PAGE EXCERPT:
++++++++++++++++++++

By: Derek Hawkins//February 6, 2017//
7th Circuit Court of Appeals
Case Name: William D. Avery v. City of Milwaukee, et al
Case No.: 15-3175
Officials: WOOD, Chief Judge, SYKES and HAMILTON, Circuit Judges.
Focus: Wrongful Conviction
In February 1998 Maryetta Griffin was raped and strangled to death and left in an abandoned garage on Milwaukee’s north side. In 2004 Milwaukee police arrested William Avery for the crime. He was convicted of first-degree homicide and spent six years in prison before DNA evidence proved that Walter Ellis, a serial killer linked to nine similar homicides, was responsible for the murder. In 2010 Avery was released from prison; this wrongful conviction suit followed. Avery alleged that Milwaukee detectives concocted a fake confession and induced three jailhouse informants to falsely incriminate him—evidence that was ultimately used to convict him. He also claimed that the detectives failed to disclose, as required by Brady v. Maryland, 373 U.S. 83 (1963), impeachment evidence about how they obtained the false statements from the informants. Finally, Avery added a claim against the City of Milwaukee under Monell v. Department of Social Services, 436 U.S. 658 (1978). The district judge rejected the Brady claims on summary judgment, reasoning that the detectives had no duty to disclose the impeachment evidence because Avery already knew the informants’ statements were false. The remaining claims were tried to a jury, which found two of the detectives liable for violating Avery’s due-process rights. The jury also found the City liable and awarded $1 million in damages. Avery’s victory was short-lived. The judge invalidated the verdict against the detectives based on what he said were “mixed signals” coming from this court on whether an officer’s fabrication of evidence is actionable as a due process violation. The judge also set aside the verdict against the City, holding that without a constitutional violation by the detectives, Monell liability was not possible. We reverse. Avery’s due-process claims fall comfortably within our decision in Whitlock v. Brueggemann, 682 F.3d 567 (7th Cir. 2012), so the jury’s verdict was legally sound and must be reinstated in its entirety. The Brady claims, too, must
be revived. That Avery knew the informants’ statements were false did not relieve the detectives of their duty to disclose impeachment evidence. Avery is entitled to resume litigation of these claims.

++++++++++++++++++++

WHAT TO DO:
A - In the case summary, write out the stretch from "By: Derek Hawkins//February" through "HAMILTON, Circuit Judges." again, substituting "Presiding Judge" for "Chief Judge".
B - According to the case summary, how much in damages did the jury award?

LISTED RECORDS:
++++++++++++++++++++

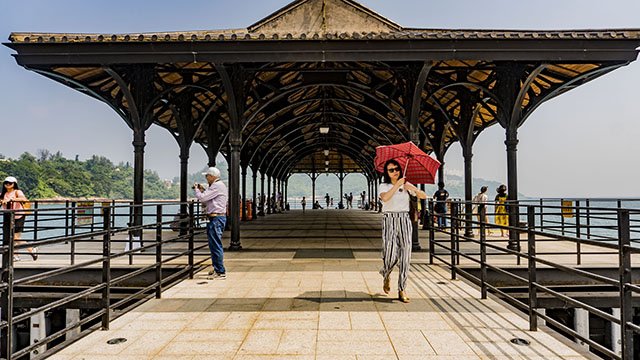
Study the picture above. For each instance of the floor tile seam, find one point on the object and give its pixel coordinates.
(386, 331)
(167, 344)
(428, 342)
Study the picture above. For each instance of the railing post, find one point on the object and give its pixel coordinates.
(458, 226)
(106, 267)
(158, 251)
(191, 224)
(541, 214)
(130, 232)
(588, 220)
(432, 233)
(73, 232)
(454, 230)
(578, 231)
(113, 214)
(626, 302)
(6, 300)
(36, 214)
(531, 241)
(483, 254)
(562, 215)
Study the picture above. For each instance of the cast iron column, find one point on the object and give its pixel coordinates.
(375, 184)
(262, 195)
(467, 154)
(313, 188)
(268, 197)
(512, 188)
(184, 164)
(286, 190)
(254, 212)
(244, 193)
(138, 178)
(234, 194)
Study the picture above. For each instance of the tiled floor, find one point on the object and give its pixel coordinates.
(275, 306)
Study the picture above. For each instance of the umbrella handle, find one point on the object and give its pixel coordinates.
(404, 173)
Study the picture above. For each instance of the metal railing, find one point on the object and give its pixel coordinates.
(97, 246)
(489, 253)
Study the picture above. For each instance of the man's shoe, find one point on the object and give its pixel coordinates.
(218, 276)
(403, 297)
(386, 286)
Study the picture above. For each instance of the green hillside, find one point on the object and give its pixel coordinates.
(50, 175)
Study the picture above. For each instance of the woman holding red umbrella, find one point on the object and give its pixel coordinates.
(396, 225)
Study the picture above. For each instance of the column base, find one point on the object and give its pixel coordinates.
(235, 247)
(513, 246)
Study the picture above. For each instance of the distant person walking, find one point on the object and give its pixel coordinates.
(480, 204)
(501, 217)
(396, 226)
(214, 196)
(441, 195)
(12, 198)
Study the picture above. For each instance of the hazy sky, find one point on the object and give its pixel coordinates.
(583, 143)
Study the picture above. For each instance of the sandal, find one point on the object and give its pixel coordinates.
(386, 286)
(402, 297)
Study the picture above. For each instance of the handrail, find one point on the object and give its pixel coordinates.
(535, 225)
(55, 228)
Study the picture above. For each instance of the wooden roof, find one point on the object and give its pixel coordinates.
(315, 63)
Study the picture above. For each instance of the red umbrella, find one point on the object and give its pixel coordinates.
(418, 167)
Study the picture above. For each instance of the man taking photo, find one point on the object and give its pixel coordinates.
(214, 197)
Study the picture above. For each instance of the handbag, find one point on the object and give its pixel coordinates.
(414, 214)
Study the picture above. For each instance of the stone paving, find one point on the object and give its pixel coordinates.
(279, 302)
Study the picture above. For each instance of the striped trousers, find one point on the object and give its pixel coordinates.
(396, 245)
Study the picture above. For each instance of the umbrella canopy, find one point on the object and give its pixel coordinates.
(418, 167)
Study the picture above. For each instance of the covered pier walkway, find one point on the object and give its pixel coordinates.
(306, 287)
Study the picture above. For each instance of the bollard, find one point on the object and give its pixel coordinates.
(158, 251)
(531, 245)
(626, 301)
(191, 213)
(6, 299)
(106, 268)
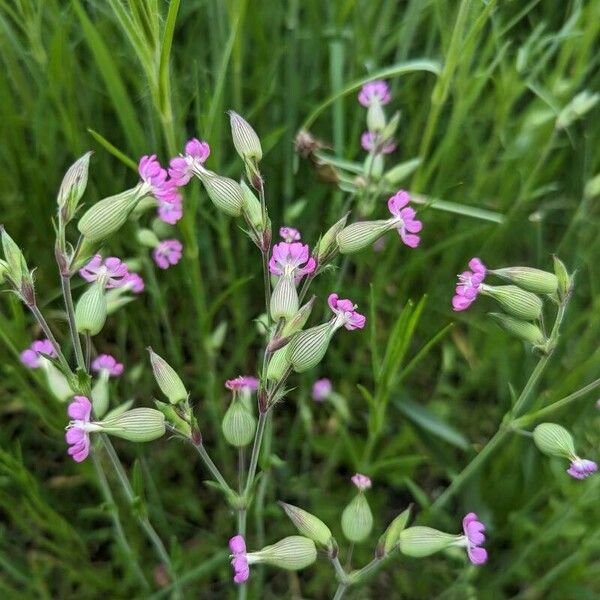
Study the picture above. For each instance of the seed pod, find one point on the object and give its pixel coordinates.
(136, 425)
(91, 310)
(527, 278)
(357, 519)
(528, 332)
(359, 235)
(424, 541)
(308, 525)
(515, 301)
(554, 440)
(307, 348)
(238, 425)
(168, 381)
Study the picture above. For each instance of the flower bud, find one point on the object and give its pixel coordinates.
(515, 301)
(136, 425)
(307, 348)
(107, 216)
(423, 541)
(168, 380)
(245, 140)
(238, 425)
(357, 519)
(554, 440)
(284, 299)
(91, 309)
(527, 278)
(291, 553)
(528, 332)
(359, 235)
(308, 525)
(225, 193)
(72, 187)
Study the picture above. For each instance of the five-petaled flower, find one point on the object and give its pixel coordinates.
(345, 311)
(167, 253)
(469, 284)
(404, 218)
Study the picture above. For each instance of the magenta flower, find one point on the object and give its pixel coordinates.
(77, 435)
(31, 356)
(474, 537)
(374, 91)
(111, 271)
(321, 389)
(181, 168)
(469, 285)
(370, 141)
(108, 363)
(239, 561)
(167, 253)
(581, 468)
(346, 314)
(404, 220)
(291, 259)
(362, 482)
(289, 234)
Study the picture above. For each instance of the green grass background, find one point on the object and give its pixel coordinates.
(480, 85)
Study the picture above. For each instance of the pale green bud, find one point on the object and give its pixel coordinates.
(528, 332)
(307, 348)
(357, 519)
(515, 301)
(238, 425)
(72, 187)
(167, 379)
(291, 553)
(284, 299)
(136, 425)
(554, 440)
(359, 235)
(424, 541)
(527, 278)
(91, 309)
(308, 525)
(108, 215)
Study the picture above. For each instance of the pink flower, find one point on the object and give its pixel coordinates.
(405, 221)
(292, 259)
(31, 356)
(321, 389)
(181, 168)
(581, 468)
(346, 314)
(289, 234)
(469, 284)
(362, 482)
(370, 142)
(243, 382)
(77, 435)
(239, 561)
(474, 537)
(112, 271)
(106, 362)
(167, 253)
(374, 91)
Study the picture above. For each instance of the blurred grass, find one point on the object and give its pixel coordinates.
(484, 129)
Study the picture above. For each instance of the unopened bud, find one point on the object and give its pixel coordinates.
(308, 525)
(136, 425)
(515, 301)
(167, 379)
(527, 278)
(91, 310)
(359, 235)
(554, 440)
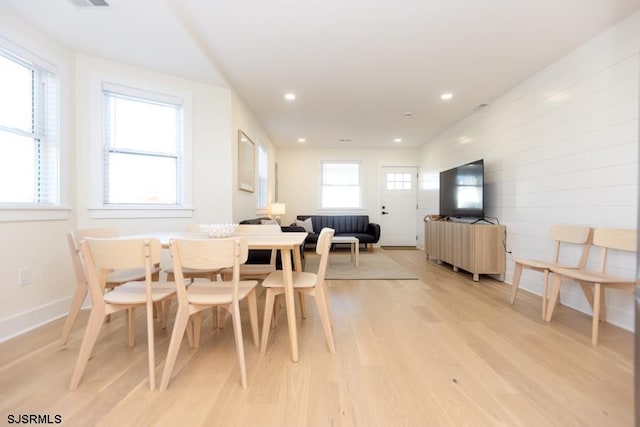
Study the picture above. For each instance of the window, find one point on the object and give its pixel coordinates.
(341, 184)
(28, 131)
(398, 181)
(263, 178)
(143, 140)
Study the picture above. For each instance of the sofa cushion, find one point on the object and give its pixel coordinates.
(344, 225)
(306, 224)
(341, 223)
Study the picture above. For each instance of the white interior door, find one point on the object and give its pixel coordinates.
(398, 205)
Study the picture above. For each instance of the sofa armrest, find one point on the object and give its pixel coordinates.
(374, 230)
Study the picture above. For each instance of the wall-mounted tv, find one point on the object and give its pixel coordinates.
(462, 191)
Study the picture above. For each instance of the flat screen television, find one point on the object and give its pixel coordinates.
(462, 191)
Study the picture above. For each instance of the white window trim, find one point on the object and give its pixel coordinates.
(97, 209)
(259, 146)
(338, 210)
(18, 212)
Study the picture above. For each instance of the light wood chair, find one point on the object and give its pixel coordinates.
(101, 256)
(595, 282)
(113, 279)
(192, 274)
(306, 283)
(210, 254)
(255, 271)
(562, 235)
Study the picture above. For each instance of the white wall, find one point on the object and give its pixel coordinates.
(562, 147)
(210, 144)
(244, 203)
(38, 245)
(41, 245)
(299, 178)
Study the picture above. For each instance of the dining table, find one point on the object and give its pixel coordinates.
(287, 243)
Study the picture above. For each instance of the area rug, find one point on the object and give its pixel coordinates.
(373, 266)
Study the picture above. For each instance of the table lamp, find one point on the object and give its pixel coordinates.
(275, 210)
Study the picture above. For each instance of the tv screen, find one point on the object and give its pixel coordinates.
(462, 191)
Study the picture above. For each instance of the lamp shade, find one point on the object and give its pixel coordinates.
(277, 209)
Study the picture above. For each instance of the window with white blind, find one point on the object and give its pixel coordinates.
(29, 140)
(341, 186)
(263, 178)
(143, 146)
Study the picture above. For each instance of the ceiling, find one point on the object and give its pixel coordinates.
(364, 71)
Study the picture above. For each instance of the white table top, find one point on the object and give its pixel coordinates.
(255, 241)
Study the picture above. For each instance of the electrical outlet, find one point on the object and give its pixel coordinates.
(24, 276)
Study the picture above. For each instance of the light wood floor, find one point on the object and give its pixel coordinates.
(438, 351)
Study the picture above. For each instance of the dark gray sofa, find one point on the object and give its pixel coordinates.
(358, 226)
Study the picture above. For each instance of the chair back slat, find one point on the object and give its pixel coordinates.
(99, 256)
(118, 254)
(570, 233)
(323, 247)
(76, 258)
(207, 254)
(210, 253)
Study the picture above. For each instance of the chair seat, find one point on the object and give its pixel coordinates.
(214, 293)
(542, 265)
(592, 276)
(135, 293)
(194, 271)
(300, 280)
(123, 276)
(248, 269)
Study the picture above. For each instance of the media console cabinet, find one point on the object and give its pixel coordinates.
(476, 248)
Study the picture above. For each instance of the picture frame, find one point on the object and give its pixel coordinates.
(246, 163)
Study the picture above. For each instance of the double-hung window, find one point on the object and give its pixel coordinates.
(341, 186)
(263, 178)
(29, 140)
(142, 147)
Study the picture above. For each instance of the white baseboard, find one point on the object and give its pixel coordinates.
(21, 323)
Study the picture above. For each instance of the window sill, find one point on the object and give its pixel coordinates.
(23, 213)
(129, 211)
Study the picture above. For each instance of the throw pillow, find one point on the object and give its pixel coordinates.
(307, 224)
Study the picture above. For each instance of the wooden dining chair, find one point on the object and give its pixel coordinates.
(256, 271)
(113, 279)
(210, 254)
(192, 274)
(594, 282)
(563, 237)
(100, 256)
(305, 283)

++++++++++++++++++++

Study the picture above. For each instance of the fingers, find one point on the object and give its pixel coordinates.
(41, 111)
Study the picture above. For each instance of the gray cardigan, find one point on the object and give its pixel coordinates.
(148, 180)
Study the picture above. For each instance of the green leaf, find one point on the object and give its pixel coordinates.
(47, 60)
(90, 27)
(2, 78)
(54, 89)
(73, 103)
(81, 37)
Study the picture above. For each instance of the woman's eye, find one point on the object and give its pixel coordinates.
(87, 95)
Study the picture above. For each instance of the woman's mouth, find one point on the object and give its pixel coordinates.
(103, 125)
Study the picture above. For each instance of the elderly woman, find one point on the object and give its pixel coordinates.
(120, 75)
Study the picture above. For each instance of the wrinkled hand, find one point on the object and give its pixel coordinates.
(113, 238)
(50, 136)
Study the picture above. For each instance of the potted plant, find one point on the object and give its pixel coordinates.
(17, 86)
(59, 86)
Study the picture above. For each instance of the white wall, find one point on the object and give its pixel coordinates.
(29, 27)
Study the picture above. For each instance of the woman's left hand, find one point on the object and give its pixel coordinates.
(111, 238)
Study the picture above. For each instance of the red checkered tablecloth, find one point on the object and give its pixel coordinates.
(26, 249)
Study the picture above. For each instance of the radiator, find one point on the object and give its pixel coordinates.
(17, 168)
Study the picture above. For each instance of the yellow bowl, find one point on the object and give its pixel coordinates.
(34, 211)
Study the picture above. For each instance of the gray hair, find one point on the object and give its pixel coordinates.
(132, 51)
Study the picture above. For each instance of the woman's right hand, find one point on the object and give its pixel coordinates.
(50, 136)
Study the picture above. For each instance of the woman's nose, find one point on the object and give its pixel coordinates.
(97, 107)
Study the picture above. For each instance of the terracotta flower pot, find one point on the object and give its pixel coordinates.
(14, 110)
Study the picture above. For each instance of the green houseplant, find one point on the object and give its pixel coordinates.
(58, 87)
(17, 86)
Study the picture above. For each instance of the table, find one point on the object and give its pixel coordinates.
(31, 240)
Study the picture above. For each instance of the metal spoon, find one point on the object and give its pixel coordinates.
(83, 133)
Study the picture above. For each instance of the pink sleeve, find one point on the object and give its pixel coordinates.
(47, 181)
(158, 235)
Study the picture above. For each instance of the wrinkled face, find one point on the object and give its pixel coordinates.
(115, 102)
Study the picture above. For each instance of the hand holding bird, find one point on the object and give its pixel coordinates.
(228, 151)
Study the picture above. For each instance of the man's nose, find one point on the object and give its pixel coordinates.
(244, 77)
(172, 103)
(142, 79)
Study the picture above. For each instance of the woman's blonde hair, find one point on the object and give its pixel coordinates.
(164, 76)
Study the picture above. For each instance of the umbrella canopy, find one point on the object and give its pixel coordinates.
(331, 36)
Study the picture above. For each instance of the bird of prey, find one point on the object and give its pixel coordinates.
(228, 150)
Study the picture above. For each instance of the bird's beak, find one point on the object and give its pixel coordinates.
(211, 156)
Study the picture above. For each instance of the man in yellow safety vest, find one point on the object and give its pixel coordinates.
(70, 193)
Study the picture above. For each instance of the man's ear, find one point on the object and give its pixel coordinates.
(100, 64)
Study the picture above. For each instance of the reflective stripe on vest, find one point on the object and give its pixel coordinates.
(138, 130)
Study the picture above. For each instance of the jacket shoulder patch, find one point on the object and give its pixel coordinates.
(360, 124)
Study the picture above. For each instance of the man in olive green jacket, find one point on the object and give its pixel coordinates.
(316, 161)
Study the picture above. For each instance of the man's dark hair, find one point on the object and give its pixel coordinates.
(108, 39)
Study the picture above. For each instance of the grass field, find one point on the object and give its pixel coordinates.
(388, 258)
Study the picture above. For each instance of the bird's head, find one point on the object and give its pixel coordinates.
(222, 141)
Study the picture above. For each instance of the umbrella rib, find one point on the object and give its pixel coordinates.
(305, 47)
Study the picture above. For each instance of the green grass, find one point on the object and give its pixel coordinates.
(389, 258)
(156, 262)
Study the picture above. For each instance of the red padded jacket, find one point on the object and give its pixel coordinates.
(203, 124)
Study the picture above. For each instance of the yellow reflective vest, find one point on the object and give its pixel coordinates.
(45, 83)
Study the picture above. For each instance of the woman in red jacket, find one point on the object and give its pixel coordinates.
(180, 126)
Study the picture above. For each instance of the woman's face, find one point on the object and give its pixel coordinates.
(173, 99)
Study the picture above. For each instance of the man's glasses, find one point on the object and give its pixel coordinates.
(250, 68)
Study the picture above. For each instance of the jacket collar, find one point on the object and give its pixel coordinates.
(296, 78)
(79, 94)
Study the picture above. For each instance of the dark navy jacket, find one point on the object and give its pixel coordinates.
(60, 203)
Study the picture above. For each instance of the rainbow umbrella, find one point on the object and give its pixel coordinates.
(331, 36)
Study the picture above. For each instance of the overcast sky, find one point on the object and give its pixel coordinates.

++++++++++++++++++++

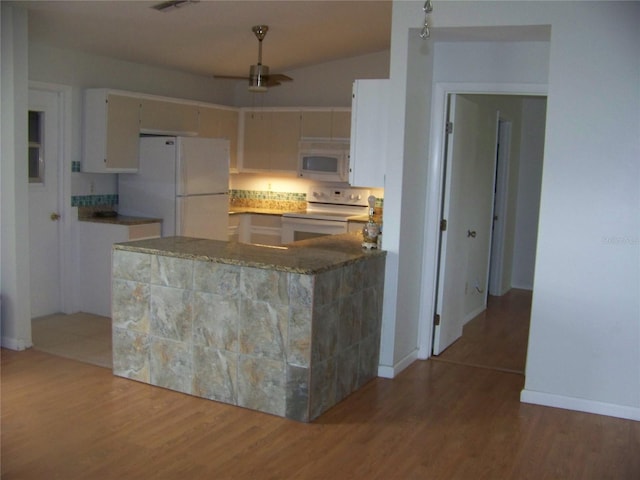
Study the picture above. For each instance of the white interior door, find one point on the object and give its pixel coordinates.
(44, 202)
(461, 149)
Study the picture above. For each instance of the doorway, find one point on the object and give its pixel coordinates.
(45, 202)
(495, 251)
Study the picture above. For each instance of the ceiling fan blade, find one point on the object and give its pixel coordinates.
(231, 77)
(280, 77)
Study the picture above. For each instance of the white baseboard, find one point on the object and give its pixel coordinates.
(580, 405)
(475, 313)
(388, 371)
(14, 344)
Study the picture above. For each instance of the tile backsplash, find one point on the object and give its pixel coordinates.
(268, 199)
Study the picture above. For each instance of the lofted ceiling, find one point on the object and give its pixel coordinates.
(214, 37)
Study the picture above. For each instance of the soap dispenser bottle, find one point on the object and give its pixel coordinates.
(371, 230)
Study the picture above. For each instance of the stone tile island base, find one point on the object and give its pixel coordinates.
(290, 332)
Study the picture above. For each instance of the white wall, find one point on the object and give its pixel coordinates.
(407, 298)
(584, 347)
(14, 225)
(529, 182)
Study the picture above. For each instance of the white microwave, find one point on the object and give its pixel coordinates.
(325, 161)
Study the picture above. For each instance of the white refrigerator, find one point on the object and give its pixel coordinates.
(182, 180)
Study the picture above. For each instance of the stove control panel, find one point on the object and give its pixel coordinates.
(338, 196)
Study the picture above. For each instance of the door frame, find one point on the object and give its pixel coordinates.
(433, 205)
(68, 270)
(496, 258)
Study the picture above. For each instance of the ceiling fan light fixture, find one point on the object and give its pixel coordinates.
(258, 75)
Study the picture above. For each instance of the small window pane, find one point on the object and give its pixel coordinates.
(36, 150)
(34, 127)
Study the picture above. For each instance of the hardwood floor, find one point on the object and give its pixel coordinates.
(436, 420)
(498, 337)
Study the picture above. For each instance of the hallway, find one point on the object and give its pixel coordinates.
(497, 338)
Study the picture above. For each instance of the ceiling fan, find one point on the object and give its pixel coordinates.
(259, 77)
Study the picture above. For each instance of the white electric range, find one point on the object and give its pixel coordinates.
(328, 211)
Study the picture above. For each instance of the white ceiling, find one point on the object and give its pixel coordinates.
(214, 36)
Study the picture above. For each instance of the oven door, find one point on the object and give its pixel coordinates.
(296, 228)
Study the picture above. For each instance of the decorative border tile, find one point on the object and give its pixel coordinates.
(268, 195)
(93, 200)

++++++++++++++++++++

SOLUTIONS TO THE TASKS:
A -
By: Derek Hawkins//February 6, 2017//
7th Circuit Court of Appeals
Case Name: William D. Avery v. City of Milwaukee, et al
Case No.: 15-3175
Officials: WOOD, Presiding Judge, SYKES and HAMILTON, Circuit Judges.

B - $1 million